== TASK TO CARRY OUT ==
Your answer must be every line of the data below that holds the string "text", copied exactly.

(Dataset entries)

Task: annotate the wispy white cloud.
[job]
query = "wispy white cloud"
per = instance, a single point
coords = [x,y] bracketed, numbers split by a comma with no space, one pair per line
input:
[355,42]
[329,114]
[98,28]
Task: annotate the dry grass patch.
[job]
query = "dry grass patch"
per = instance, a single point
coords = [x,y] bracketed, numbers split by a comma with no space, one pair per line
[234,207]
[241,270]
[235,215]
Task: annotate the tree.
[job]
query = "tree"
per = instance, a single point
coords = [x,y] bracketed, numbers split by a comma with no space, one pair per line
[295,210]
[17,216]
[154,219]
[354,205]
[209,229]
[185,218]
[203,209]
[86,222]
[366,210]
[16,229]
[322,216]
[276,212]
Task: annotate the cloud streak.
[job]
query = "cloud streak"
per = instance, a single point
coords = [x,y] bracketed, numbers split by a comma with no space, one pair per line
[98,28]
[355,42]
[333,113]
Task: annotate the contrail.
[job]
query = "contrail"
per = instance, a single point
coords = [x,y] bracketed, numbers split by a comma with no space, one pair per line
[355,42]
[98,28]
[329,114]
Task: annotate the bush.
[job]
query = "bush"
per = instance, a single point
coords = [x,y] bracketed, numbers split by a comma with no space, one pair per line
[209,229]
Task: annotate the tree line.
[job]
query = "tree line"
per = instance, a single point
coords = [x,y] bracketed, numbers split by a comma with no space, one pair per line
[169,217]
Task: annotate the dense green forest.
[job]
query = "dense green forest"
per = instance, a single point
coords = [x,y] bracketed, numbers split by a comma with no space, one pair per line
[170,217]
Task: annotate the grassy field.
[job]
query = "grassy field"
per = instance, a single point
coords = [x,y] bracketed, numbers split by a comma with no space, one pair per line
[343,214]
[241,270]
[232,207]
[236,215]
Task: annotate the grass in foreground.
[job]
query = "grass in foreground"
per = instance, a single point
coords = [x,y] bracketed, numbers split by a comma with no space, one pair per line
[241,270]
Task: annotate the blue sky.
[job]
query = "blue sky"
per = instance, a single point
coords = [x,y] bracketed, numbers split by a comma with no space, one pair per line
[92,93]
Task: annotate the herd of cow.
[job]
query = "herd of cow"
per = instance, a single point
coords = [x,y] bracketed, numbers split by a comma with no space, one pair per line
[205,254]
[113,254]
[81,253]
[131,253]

--

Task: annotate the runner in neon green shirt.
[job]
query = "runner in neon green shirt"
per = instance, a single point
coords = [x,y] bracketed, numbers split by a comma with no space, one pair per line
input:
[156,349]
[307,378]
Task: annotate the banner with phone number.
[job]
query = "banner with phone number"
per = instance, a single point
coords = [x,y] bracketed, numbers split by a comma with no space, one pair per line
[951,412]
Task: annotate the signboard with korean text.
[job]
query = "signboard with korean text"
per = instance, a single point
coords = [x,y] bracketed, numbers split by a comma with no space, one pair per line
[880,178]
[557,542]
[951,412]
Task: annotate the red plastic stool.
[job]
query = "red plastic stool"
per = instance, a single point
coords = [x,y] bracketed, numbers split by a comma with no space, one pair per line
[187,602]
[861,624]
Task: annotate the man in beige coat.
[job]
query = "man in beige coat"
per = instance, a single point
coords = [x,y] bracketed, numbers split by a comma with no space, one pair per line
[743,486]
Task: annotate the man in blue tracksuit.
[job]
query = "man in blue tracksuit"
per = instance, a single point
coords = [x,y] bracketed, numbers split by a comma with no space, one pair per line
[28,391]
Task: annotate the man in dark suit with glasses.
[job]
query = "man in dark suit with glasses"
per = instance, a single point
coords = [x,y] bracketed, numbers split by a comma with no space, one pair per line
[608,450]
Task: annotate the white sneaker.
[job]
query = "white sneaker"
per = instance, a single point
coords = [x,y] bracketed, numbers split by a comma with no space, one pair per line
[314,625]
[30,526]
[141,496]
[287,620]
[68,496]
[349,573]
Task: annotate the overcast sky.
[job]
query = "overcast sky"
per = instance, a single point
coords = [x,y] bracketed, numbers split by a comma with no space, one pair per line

==

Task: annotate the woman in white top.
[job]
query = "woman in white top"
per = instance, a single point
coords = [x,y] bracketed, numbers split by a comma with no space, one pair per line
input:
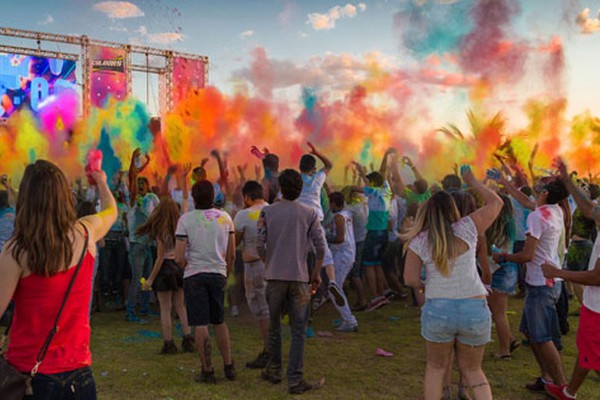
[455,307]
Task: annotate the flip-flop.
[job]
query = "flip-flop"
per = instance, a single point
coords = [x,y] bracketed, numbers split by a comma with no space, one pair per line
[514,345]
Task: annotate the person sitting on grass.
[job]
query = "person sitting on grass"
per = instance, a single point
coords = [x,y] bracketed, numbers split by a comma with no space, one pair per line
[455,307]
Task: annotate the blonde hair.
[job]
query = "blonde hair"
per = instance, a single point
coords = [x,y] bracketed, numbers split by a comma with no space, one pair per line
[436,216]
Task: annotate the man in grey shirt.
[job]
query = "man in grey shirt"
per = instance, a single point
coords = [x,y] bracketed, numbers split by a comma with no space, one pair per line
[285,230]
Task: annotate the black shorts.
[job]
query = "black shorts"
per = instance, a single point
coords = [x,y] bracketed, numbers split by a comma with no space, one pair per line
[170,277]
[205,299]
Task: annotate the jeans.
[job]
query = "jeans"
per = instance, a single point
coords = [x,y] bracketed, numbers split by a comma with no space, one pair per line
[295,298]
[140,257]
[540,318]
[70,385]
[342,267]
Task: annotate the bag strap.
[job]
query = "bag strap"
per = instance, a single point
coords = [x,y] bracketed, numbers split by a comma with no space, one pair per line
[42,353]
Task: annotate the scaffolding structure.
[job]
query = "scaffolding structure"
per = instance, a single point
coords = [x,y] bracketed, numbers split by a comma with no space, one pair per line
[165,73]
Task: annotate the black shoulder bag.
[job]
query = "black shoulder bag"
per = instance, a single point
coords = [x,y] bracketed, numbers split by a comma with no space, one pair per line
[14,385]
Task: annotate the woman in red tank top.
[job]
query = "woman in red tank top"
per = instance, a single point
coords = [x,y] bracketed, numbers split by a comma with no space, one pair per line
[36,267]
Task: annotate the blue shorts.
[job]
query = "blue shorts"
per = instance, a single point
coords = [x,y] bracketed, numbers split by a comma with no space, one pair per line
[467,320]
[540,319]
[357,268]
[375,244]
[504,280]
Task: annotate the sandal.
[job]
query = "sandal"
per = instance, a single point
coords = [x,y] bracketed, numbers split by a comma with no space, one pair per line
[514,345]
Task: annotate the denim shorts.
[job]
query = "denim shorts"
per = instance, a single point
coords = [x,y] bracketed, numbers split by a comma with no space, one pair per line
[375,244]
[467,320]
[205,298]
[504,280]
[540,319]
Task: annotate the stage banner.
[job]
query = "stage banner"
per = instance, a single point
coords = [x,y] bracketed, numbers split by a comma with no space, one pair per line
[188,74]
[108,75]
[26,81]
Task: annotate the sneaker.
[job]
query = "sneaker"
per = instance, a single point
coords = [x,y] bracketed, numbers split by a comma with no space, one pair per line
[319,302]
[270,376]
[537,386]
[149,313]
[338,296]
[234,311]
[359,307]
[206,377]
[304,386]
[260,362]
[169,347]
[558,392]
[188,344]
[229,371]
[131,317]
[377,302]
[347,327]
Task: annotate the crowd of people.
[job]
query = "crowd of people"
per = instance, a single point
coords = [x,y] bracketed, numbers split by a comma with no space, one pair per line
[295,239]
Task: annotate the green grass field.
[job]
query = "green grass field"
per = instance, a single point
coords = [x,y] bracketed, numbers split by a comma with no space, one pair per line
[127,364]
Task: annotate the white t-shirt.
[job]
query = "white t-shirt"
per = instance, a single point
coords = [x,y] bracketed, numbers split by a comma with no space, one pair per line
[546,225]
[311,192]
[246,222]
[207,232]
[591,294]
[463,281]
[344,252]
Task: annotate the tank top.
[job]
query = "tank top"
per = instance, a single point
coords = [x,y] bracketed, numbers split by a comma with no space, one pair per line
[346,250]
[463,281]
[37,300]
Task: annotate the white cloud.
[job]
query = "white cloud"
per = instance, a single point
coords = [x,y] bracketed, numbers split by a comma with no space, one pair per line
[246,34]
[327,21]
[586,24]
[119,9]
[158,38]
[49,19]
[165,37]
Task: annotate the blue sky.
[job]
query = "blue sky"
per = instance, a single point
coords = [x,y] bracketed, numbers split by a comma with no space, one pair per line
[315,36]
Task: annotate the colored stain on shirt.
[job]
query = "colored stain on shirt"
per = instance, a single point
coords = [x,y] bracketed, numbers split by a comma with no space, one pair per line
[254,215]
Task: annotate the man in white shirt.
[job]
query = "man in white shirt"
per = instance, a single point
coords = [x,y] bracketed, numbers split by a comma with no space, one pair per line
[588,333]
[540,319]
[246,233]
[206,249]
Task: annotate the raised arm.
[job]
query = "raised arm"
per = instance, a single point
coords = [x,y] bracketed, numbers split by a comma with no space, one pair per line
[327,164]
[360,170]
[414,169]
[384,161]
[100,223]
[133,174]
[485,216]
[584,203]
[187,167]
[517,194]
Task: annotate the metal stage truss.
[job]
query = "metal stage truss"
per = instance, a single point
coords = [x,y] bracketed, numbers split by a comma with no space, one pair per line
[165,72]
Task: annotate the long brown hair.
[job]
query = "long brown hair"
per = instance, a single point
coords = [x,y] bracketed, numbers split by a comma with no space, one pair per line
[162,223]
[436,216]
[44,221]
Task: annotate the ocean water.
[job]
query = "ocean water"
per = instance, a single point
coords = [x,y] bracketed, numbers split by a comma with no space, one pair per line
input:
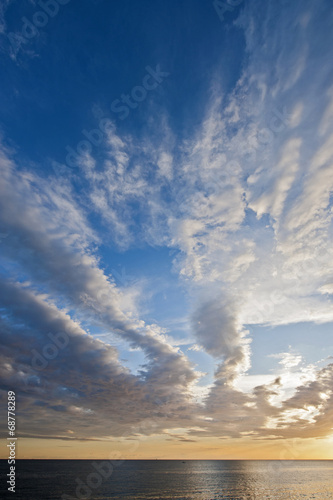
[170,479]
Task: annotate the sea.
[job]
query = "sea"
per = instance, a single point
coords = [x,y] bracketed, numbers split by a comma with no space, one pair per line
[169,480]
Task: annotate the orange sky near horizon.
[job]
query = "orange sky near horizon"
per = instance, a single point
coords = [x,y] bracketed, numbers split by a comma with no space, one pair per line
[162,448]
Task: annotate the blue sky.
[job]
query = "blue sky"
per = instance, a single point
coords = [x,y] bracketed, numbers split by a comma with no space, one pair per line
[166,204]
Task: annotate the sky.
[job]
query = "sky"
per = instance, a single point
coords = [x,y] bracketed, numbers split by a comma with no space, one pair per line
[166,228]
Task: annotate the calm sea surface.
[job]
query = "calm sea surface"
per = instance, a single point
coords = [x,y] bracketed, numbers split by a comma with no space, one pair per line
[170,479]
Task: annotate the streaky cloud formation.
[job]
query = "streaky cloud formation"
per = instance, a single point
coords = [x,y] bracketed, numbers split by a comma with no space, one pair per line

== YOUR RESPONSE ==
Task: annotate the signboard with korean text.
query = "signboard with korean text"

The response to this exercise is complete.